### Assignment
Word for word, please restate each record and pass over the pictures.

________

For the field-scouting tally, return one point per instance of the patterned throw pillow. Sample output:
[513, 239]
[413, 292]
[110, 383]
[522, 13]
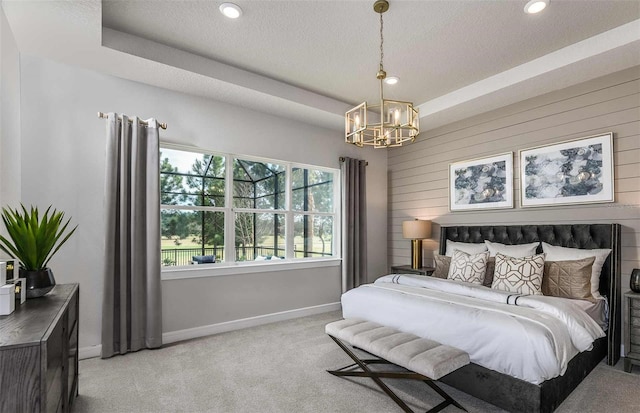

________

### Expected answer
For the field-scouting tally, return one point per instance of the patterned throw pillow. Sample output:
[513, 239]
[413, 292]
[110, 383]
[522, 13]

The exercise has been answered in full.